--- Begin ---

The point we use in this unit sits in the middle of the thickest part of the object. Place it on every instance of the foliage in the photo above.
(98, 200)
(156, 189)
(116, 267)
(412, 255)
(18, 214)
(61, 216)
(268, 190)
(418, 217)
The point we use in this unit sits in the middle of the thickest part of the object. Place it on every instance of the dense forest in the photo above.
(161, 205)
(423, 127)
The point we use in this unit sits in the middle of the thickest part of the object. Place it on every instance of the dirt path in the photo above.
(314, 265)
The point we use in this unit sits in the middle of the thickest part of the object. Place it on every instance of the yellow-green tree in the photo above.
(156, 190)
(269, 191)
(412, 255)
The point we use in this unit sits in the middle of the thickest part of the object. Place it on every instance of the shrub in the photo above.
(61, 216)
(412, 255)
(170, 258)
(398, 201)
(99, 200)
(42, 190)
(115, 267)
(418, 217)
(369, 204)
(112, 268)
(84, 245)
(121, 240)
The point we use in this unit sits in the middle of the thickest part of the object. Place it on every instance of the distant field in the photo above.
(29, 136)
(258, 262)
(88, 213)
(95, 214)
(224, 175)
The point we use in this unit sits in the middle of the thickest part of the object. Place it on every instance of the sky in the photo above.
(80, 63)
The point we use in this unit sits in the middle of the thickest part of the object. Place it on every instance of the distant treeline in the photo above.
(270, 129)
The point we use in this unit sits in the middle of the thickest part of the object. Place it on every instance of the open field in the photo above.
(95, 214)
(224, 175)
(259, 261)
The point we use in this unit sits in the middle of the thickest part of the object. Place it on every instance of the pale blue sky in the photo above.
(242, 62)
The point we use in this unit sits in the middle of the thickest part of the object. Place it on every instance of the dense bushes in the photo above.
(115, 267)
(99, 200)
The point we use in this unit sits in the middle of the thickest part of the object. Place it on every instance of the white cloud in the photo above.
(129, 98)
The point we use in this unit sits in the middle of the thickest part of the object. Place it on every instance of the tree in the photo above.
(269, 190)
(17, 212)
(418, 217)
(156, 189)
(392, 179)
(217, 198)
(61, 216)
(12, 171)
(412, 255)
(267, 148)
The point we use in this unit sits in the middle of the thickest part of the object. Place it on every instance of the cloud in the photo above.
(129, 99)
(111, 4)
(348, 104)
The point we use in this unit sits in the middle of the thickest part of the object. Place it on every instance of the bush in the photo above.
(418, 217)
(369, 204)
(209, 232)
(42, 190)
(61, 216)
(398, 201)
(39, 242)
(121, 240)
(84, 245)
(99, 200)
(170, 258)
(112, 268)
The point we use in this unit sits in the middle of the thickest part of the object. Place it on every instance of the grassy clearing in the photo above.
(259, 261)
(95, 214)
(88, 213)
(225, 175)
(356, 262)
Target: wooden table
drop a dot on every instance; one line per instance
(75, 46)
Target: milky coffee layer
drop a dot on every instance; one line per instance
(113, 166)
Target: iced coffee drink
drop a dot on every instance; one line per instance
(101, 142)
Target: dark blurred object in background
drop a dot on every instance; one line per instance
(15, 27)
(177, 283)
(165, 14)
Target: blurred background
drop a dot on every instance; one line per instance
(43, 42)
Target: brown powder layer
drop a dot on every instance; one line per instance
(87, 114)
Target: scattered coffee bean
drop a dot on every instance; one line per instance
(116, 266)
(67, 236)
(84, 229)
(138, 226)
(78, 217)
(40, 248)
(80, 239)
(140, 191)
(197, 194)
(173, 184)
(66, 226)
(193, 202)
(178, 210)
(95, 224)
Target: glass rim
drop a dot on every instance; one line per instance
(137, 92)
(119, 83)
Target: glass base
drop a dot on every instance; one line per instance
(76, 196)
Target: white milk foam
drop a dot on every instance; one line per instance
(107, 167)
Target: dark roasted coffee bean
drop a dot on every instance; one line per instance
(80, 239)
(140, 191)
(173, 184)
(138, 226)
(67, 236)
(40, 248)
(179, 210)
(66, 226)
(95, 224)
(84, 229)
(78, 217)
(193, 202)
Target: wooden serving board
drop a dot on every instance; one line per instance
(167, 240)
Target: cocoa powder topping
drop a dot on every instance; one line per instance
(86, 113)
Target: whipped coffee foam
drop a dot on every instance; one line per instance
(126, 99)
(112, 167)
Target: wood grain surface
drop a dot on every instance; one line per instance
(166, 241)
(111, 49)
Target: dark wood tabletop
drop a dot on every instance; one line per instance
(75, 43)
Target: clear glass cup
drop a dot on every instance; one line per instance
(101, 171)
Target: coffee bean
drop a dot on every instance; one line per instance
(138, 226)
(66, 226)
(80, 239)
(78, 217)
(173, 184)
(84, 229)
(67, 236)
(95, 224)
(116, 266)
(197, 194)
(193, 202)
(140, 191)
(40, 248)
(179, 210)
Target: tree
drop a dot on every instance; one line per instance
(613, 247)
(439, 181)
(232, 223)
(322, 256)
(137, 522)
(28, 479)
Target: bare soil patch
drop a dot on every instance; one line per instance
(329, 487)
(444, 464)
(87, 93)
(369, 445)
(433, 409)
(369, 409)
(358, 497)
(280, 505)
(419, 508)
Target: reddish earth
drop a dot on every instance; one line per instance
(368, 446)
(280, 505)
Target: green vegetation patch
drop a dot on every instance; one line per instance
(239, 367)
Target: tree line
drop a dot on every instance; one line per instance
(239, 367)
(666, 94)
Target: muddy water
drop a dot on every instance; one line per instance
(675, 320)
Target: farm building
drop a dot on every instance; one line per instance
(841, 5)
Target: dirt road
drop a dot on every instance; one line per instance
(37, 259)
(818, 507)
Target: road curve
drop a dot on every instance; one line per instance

--- End ---

* **STATED GOAL**
Please quote exactly the lines from the one containing "Target: bare soil patch" through the last line of the records above, both included, and nothing else.

* **WORKED SOLUTION**
Target: bare soil patch
drop a dot on every instance; one line per instance
(329, 487)
(444, 464)
(87, 93)
(369, 445)
(433, 409)
(369, 409)
(358, 497)
(280, 505)
(419, 508)
Target: reddish earth
drop a dot on every instance; one line per instance
(368, 446)
(280, 505)
Target: green vegetation patch
drop a dot on every instance; one line per instance
(239, 367)
Target: tree line
drop a dot on every instance; one line per instance
(239, 367)
(666, 94)
Target: muddy water
drop a dot on every instance; one line per instance
(675, 320)
Target: farm building
drop a dot on every instance; one line per instance
(841, 5)
Target: dirt road
drop a dot on every instance; one line per instance
(37, 259)
(818, 507)
Target: road curve
drop a dot on every instance; one line per instance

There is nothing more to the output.